■ Items listed in a dataset
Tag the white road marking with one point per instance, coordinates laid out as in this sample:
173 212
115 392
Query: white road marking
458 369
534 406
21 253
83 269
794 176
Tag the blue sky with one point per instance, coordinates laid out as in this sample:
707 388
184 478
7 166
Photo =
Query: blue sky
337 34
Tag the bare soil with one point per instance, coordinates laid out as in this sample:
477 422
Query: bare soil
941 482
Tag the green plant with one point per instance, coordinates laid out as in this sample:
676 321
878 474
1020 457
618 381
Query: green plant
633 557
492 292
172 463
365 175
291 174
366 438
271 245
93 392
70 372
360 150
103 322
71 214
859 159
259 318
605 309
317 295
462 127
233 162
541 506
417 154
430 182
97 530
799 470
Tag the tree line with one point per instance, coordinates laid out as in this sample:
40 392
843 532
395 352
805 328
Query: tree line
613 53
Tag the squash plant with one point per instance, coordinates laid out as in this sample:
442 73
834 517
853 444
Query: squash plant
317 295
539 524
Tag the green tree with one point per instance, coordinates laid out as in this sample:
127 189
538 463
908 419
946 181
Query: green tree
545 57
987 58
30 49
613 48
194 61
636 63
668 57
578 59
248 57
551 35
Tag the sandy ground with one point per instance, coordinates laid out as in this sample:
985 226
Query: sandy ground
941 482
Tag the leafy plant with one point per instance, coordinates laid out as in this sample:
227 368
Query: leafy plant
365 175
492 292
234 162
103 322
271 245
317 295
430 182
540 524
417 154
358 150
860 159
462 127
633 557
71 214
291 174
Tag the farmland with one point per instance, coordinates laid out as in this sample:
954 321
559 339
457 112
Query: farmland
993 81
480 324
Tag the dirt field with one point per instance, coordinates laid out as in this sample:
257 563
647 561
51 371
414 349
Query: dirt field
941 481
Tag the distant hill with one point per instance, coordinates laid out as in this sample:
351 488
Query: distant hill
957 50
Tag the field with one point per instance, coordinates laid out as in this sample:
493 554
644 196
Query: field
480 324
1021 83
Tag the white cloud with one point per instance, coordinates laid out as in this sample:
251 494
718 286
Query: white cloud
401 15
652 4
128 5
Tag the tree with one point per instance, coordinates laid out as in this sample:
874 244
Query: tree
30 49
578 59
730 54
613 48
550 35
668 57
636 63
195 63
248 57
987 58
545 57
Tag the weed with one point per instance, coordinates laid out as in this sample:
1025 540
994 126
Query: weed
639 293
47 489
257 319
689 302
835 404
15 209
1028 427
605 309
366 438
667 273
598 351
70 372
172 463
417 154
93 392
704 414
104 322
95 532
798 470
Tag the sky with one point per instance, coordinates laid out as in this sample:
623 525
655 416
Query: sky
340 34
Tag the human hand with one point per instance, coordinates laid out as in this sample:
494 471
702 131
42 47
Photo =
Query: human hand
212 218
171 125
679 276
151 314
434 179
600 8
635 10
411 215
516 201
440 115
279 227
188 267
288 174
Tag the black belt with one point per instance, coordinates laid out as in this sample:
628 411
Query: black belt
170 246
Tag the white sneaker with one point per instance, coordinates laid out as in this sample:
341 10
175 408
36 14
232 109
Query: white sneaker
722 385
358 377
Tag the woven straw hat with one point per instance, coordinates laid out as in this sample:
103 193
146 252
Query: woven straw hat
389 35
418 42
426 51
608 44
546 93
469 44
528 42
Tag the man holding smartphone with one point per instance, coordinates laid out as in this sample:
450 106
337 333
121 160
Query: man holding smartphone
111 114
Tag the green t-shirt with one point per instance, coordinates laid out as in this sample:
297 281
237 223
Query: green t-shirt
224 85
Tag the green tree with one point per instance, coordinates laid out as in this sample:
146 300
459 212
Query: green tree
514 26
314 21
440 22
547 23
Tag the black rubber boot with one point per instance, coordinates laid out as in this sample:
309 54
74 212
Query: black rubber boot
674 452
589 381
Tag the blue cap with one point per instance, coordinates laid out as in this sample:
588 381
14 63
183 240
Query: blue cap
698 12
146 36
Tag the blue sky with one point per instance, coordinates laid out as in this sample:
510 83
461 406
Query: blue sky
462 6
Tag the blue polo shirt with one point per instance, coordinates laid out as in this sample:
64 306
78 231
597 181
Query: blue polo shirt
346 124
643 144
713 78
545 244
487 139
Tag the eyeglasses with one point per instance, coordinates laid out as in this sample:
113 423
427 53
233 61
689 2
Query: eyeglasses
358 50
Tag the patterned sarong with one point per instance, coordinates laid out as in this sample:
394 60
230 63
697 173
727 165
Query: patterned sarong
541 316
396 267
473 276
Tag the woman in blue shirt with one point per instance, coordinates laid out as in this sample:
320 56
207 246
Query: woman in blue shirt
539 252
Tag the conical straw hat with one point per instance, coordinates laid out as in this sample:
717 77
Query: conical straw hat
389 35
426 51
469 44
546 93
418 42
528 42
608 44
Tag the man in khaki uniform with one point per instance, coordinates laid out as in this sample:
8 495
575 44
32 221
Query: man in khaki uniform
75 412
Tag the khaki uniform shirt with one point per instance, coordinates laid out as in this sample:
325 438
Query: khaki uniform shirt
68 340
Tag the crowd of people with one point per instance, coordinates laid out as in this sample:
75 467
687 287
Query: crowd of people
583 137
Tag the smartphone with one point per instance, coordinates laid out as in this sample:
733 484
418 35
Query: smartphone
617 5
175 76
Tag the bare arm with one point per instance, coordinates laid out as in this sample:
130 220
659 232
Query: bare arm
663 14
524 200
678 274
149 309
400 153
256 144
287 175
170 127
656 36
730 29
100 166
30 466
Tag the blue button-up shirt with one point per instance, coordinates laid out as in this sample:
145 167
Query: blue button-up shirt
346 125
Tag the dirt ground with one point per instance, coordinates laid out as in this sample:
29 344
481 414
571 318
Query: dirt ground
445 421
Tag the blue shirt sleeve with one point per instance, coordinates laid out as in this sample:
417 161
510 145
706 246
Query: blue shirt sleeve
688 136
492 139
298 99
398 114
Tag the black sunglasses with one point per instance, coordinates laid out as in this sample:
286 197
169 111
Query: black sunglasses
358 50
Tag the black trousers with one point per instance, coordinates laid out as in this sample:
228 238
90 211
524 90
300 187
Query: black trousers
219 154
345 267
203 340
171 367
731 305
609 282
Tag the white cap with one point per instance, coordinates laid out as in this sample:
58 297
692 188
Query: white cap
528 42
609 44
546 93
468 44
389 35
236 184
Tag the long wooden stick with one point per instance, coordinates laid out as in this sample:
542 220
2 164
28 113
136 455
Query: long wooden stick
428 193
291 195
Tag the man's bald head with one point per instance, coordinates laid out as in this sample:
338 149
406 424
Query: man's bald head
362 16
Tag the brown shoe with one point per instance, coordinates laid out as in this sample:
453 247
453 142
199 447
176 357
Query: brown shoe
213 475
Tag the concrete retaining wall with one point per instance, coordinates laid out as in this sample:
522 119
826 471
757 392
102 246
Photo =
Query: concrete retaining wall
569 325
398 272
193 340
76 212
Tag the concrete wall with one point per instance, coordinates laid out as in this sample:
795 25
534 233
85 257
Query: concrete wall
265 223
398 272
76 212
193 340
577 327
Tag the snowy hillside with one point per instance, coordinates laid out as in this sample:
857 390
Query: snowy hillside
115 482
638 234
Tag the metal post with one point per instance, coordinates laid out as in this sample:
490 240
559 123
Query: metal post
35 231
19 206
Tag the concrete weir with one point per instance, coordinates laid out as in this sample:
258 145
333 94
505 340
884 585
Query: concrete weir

■ HOW TO COMPLETE THIS TASK
Copy out each line of the data that holds the string "weir".

■ YOUR RESPONSE
Tag the concrete weir with one point per instance, coordinates laid out as in this sample:
Query: concrete weir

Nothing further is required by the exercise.